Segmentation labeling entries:
□ □ □ □ □ □ □
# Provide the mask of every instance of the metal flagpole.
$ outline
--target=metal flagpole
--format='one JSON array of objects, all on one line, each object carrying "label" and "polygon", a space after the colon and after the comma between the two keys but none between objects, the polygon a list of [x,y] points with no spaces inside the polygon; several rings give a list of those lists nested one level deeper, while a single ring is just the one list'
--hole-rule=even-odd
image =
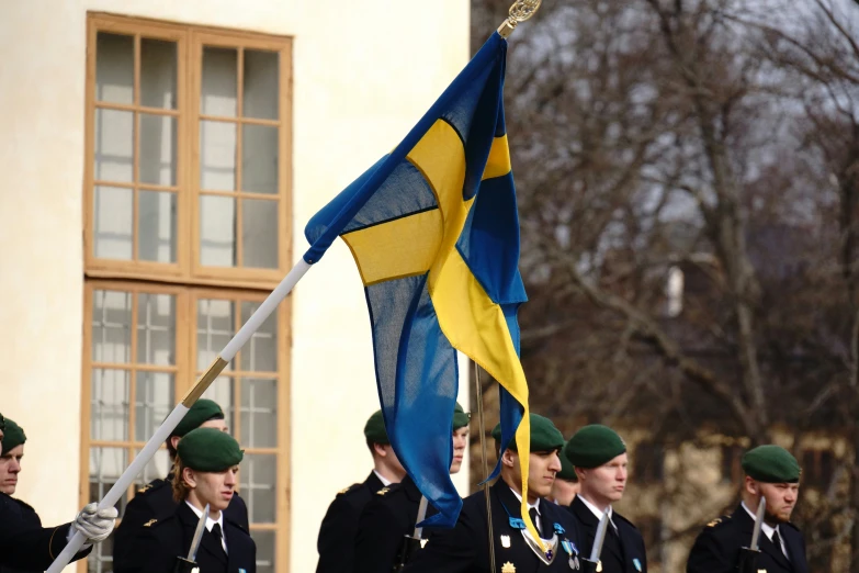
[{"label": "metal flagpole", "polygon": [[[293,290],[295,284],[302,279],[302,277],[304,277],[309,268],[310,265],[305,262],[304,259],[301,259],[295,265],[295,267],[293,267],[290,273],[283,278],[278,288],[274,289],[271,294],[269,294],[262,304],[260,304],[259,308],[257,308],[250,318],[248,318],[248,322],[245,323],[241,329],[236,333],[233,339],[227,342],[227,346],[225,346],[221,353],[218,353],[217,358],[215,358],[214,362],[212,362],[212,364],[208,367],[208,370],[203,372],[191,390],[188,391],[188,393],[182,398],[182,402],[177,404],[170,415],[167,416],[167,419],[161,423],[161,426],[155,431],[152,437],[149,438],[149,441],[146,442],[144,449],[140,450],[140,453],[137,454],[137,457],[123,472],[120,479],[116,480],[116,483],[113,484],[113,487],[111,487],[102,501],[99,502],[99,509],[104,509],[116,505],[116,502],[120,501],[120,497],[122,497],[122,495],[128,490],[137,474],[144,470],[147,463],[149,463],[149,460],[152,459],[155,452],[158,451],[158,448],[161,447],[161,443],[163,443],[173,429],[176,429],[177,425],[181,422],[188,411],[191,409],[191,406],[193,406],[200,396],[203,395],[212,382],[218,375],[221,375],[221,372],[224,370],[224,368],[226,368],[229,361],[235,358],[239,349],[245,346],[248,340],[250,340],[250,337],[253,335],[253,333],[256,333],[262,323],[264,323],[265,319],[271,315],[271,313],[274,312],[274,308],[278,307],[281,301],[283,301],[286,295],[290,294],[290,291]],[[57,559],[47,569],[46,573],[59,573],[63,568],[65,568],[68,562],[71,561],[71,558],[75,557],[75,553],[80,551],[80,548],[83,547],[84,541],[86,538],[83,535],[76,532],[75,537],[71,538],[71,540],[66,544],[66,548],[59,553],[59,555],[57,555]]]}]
□ □ □ □ □ □ □
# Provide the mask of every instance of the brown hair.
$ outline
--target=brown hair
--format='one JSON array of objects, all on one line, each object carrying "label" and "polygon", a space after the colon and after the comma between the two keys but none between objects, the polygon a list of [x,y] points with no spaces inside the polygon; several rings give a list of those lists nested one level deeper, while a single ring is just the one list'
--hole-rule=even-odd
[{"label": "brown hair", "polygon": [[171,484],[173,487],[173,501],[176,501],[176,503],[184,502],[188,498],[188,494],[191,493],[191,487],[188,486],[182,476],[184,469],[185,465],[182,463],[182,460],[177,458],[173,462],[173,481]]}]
□ □ □ □ □ □ □
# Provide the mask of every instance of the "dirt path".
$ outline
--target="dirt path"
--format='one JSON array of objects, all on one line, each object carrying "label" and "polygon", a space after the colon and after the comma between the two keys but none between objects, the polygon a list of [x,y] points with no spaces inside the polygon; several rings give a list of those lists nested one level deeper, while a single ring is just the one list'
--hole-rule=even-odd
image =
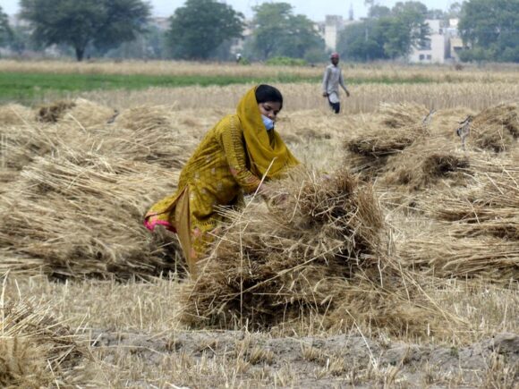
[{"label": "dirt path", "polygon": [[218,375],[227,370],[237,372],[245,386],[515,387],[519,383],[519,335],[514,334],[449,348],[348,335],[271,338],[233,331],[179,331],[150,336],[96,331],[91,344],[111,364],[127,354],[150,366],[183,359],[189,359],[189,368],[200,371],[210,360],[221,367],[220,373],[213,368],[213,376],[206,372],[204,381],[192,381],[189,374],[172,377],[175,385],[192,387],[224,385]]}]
□ □ □ □ □ □ □
» **What needs to be done**: Collect all lines from the entries above that contain the string "every", and copy each one as it appears.

» **Result of the exercise**:
# Provide the mask of every instance of the metal flagpole.
# Provide the mask of every instance of the brown hair.
# Provide the mask of every instance of the "dirt path".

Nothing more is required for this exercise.